_Stated task_:
Please rewrite the data below, replacing every "single point" with "one point" and keeping everything else the same.

(Dataset excerpt)
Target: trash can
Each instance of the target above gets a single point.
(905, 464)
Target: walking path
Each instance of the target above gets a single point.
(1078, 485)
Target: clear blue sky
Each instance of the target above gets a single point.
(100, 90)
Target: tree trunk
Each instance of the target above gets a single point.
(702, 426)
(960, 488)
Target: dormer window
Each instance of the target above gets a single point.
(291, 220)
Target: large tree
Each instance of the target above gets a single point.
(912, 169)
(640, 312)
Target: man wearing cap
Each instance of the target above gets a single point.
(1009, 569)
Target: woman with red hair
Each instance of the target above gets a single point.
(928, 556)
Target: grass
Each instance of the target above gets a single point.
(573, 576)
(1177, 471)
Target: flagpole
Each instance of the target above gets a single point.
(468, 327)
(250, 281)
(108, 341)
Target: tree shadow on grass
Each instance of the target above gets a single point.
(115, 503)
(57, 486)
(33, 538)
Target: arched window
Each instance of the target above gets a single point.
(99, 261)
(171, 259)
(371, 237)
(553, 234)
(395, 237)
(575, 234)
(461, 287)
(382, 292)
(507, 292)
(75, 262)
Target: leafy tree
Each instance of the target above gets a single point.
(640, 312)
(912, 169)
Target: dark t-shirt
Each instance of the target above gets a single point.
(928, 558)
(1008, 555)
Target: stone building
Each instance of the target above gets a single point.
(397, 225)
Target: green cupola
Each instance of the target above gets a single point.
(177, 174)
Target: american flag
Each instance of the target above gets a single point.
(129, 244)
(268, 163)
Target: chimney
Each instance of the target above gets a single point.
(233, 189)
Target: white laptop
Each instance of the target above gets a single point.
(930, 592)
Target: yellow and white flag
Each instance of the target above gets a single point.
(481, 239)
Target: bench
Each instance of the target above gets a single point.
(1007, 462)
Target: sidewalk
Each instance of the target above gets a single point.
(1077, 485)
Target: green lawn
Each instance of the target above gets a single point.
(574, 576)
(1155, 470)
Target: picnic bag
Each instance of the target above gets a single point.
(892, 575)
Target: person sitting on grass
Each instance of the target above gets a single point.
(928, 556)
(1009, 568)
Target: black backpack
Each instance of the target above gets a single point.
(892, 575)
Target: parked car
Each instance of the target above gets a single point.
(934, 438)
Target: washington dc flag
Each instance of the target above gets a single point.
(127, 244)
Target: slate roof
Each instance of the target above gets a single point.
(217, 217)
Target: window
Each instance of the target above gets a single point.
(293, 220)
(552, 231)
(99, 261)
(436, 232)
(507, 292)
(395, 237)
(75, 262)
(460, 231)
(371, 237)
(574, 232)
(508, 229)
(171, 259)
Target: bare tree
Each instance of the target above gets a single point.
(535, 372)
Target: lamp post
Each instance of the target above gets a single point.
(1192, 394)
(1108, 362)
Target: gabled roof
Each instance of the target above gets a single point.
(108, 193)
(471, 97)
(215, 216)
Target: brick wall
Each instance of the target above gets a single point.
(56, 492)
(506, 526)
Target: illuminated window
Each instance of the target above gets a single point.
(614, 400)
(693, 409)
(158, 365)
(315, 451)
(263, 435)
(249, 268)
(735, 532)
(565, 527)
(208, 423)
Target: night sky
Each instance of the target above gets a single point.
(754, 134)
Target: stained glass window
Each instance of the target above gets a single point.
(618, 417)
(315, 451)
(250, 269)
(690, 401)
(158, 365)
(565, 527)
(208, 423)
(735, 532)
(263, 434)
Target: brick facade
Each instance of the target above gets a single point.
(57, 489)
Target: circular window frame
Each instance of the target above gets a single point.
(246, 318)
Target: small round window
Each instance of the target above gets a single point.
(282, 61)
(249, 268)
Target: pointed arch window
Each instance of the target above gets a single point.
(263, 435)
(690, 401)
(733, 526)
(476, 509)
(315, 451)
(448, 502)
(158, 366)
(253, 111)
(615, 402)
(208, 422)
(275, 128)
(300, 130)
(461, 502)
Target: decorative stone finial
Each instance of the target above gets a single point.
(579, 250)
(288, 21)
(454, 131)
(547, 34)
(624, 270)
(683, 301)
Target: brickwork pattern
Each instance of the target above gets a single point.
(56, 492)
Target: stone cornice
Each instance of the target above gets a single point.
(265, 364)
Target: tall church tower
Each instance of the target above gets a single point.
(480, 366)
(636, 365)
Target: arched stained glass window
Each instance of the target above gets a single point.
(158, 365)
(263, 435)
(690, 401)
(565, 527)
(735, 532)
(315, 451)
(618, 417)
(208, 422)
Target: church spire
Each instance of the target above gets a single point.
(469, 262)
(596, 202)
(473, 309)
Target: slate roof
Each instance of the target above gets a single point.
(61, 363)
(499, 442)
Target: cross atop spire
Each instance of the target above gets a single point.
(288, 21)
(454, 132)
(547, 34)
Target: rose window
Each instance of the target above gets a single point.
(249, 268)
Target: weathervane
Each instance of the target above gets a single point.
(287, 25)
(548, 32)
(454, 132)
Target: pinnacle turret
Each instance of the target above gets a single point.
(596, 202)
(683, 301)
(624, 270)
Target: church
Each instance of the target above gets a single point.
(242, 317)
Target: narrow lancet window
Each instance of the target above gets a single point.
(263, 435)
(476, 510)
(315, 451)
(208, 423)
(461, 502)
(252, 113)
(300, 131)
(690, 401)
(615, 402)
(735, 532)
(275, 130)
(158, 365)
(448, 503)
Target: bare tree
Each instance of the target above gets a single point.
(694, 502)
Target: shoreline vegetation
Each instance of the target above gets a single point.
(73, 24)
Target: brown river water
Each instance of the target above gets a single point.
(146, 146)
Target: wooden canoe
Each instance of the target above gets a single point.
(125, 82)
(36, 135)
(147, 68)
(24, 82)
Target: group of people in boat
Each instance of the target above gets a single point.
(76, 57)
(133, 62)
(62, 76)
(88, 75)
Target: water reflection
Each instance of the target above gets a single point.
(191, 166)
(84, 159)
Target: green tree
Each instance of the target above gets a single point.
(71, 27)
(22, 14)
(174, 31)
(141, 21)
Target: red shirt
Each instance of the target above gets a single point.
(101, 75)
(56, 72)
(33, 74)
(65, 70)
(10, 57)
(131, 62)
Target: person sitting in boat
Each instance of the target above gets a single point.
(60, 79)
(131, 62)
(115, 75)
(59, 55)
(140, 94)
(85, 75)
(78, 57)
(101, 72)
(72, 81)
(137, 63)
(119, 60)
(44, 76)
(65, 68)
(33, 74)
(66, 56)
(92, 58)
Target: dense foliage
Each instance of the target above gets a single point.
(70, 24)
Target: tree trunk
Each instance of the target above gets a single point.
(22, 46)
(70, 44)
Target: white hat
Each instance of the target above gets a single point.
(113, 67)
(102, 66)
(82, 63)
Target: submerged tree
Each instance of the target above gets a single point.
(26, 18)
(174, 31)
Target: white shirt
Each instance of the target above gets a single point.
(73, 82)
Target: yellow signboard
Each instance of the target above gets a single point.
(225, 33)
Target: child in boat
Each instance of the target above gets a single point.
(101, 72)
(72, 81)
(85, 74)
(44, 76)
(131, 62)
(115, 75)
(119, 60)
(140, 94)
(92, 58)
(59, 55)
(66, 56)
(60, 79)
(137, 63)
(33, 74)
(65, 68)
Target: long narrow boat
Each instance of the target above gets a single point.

_Task output_:
Target: trash can
Each instance of the target above gets a one point.
(905, 464)
Target: walking path
Each instance of the target above gets a one point.
(1078, 485)
Target: clear blue sky
Each instance of the target above gets a one point.
(100, 90)
Target: tree trunk
Each instance of the target above gets a one point.
(702, 426)
(960, 488)
Target: dormer window
Each instance of the target above gets a one point.
(291, 220)
Target: large tree
Each instance of the target above gets a one point.
(912, 169)
(640, 312)
Target: man wearing cap
Each instance of the target above gets a one point.
(1009, 569)
Target: woman with red hair
Each instance of the target above gets a one point.
(928, 556)
Target: grass
Each instance of the target above gets a one point.
(573, 576)
(1177, 471)
Target: flagpole
Each instance of the target above gets a one point.
(468, 327)
(250, 281)
(108, 341)
Target: tree shadow on grass
Each instance of the target above gets a one point.
(115, 503)
(57, 486)
(33, 538)
Target: arched window
Each instance of the target above gets a one point.
(99, 261)
(171, 259)
(371, 237)
(553, 234)
(395, 237)
(575, 234)
(461, 287)
(382, 292)
(507, 292)
(75, 262)
Target: leafy tree
Each instance of the target above gets a one point.
(640, 312)
(912, 169)
Target: dark t-shirt
Each instance of the target above gets a one point.
(928, 558)
(1008, 555)
Target: stone building
Each instance of the target above gets a one point.
(397, 225)
Target: green cupola
Each instance of the target above gets a one point.
(177, 174)
Target: american flag
Each instance of the target above gets a one point.
(129, 244)
(268, 163)
Target: chimney
Each instance of the target above gets a one point.
(233, 189)
Target: white laptop
Each instance of the target above gets a one point.
(930, 592)
Target: yellow and white flag
Each instance of the target above gets a one point.
(481, 239)
Target: bench
Each instance of the target above gets a one point.
(1007, 462)
Target: sidewalk
Each instance of the target above gets a one point.
(1077, 485)
Target: green lawn
Each instance of the target above gets a one point.
(574, 576)
(1155, 470)
Target: picnic bag
Each instance of the target above gets a one point.
(892, 575)
Target: person sitting on grass
Each instance of the target above gets a one point.
(928, 556)
(1009, 568)
Target: black backpack
Each instance of the target above gets a one point.
(892, 575)
Target: parked car
Each instance of the target above gets a one point.
(934, 438)
Target: washington dc flag
Each instance of the target above gets a one point.
(127, 244)
Target: slate roof
Each instance of the target above gets a one point.
(217, 217)
Target: window
Each instance of the target above gets a one point.
(293, 220)
(552, 231)
(99, 261)
(436, 232)
(507, 292)
(395, 237)
(75, 262)
(460, 231)
(371, 237)
(574, 232)
(508, 229)
(171, 259)
Target: bare tree
Each instance of the target above gets a one point.
(535, 372)
Target: lamp post
Each instance of the target above gets a one point.
(1192, 394)
(1108, 362)
Target: gabled roof
Each instance of the target above gets a one point.
(108, 193)
(471, 97)
(215, 216)
Target: brick wall
Each instance of the target above gets a one point.
(56, 492)
(506, 526)
Target: illuminated window
Each instance of the target above gets a one point.
(614, 400)
(693, 409)
(158, 365)
(315, 451)
(263, 435)
(249, 268)
(735, 532)
(565, 527)
(208, 423)
Target: night sky
Each instance of the target above gets a one point.
(754, 134)
Target: stained glass window
Each instance of the target above gets a one point.
(618, 417)
(315, 451)
(250, 269)
(690, 401)
(158, 365)
(565, 527)
(208, 423)
(735, 532)
(263, 434)
Target: brick facade
Each instance of the target above gets a one point.
(57, 489)
Target: circular window frame
Each instance of the target above gets a one point.
(246, 318)
Target: small round window
Each instance of the target above gets a one point.
(282, 61)
(249, 268)
Target: pointed arch window
Each instance of the target above gets a one point.
(263, 435)
(690, 401)
(733, 526)
(476, 509)
(315, 451)
(448, 502)
(158, 366)
(253, 111)
(615, 402)
(208, 422)
(275, 128)
(300, 130)
(461, 502)
Target: decorative stone finial
Each instance of the target above gets a one point.
(579, 250)
(288, 21)
(454, 131)
(547, 34)
(624, 270)
(683, 301)
Target: brickwork pattern
Each instance of the target above gets a one point.
(56, 492)
Target: stone cornice
Each instance of the target above gets a one point.
(265, 364)
Target: tall church tower
Each instance of the target above gets a one point.
(480, 366)
(636, 365)
Target: arched stained glass window
Each instance of the target above gets a one point.
(158, 365)
(263, 435)
(690, 401)
(565, 527)
(735, 532)
(315, 451)
(618, 417)
(208, 422)
Target: church spire
Each instance of the target above gets a one point.
(469, 262)
(596, 202)
(473, 309)
Target: slate roof
Each instance of the target above gets a one point.
(61, 363)
(499, 442)
Target: cross atop spire
Each instance of the target above gets a one point.
(288, 21)
(454, 132)
(547, 34)
Target: rose window
Each instance of the target above gets a one point.
(249, 268)
Target: weathervane
Each instance of the target above gets a one point.
(287, 25)
(548, 32)
(454, 132)
Target: pinnacle turret
Each instance of the target above gets a one point.
(596, 202)
(683, 301)
(624, 270)
Target: church
Each instance of the target above gets a one point.
(242, 317)
Target: narrow lancet window
Each instance of the target above gets a one point.
(263, 435)
(476, 510)
(315, 451)
(208, 423)
(461, 502)
(252, 113)
(300, 131)
(690, 401)
(615, 402)
(735, 532)
(275, 130)
(158, 365)
(448, 503)
Target: bare tree
Each instance of the target above gets a one point.
(694, 502)
Target: shoreline vegetation
Each instance of the target above gets a one point.
(73, 24)
Target: brown river water
Each instance of the target above gets a one point.
(146, 146)
Target: wooden canoe
Each instance of the target above gets a one point.
(125, 82)
(36, 135)
(147, 68)
(24, 82)
Target: group of people in boat
Each instance of the target above gets a one point.
(76, 57)
(133, 62)
(62, 76)
(88, 75)
Target: water reflection
Each instance of the target above gets a one point.
(191, 166)
(84, 159)
Target: green tree
Each instance of the target above gets a one point.
(71, 27)
(22, 14)
(174, 31)
(141, 21)
Target: red shirt
Each instance of the target above gets a one point.
(101, 75)
(56, 72)
(33, 74)
(65, 70)
(10, 57)
(131, 62)
Target: person sitting in boat
Each instance of the target above gets a one point.
(60, 79)
(131, 62)
(115, 75)
(59, 55)
(140, 94)
(85, 75)
(78, 57)
(101, 72)
(72, 81)
(137, 63)
(119, 60)
(44, 76)
(65, 68)
(33, 74)
(66, 56)
(92, 58)
Target: dense foliage
Each instance of the target above gets a one point.
(70, 24)
Target: tree trunk
Each instance of the target above gets a one point.
(22, 46)
(70, 44)
Target: white hat
Each instance of the target above gets a one point.
(113, 67)
(102, 66)
(82, 63)
Target: submerged tree
Each instance of the target above gets a one point.
(26, 18)
(174, 31)
Target: white shirt
Each instance of the target above gets a one point.
(73, 82)
Target: yellow signboard
Each instance of the target above gets a one point.
(225, 33)
Target: child in boat
Each instance of the target above gets a one point.
(101, 72)
(72, 81)
(85, 74)
(44, 76)
(131, 62)
(115, 75)
(119, 60)
(140, 94)
(92, 58)
(59, 55)
(66, 56)
(60, 79)
(137, 63)
(33, 74)
(65, 68)
Target: long narrow boat
Each instance of the target above gets a one point.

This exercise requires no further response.